Tarefa 1: Traduza para o inglês esta frase do texto extraído: "A reunião com o empresário da empresa intermediária da Covaxin foi às 8h."
Tarefa 2: No texto extraído, reescreva o trecho que começa nas palavras "No dia 28 de" e termina após "enfrentamento do Covid-19.", substituindo "ministério da saúde" por "Ministério da Saúde".
Tarefa 3: Segundo o texto extraído, quem eram os dois novos passageiros do voo de retorno?

Texto extraído:
>>>
No dia 28 de abril, foi recebido por Rodrigo Moreira da Cruz, secretário executivo do ministério da saúde, logo no primeiro horário.
O secretário é da área de logística do ministério, nomeado no dia 30 de março, emprestado pelo ministério da infraestrutura e de confiança de Tarcísio Freitas, também da confiança de Bolsonaro. A reportagem entrou em contato com o ministério da saúde para saber sobre a pauta da reunião, sem resposta.
A reunião com o empresário da empresa intermediária da Covaxin foi às 8h. Ás 9h, Rodrigo Moreira da Cruz estava em outra reunião, dessa vez no Planalto, com o presidente Jair Bolsonaro, junto com o comitê de cordenação para enfrentamento do Covid-19.
O secretário é da área de logística do ministério, nomeado no dia 30 de março, emprestado pelo ministério da infraestrutura e de confiança de Tarcísio Freitas, também da confiança de Bolsonaro.
DEPUTADO RELATOU OS FATOS AO GENERAL PAZUELLO EM VIAGEM DO MINISTÉRIO
Não foi só para o presidente que o deputado Luís Miranda falou sobre o esquema. No dia 21 de março, exatamente o dia seguinte do encontro no Alvorada, participou de voo do ministério entre Brasília e Guarulhos e durante a viagem, conforme relatou na CPI, conversou com o general Eduardo Pazuello, então ainda ministro da saúde, sobre o esquema de corrupção. O voo da ida foi às 15h e a delegação tinha 12 integrantes e nomes como o ex-ministro das relações exteriores, Ernesto Araújo.
Já o voo de retorno, às 20h, ganhou mais dois passageiros além dos 12 da ida, como mostra o documento obtido pela reportagem através da Lei de Acesso à Informação. Os dois novos viajantes eram Roberto Ferreira Dias e Aírton Antônio Soligo, o Aírton Cascavel, homem de confiança e braço direito de Pazuello.
<<<
Dados fornecidos:
>>>
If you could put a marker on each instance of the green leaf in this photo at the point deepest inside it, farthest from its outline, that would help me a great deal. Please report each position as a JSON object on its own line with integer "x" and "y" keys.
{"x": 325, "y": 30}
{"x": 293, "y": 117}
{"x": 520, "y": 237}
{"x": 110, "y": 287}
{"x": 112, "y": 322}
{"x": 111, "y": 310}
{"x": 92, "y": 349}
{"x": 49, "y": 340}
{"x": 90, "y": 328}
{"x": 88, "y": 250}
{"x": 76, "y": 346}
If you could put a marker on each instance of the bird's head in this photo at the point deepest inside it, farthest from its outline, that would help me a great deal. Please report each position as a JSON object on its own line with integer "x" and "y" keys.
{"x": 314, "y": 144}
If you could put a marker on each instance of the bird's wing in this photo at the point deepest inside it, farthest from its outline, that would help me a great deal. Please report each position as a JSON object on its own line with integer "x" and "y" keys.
<<<
Resposta 1: The meeting with the businessman from the Covaxin intermediary company was at 8 a.m.

Resposta 2:
No dia 28 de abril, foi recebido por Rodrigo Moreira da Cruz, secretário executivo do Ministério da Saúde, logo no primeiro horário.
O secretário é da área de logística do ministério, nomeado no dia 30 de março, emprestado pelo ministério da infraestrutura e de confiança de Tarcísio Freitas, também da confiança de Bolsonaro. A reportagem entrou em contato com o Ministério da Saúde para saber sobre a pauta da reunião, sem resposta.
A reunião com o empresário da empresa intermediária da Covaxin foi às 8h. Ás 9h, Rodrigo Moreira da Cruz estava em outra reunião, dessa vez no Planalto, com o presidente Jair Bolsonaro, junto com o comitê de cordenação para enfrentamento do Covid-19.

Resposta 3: Roberto Ferreira Dias e Aírton Antônio Soligo, o Aírton Cascavel.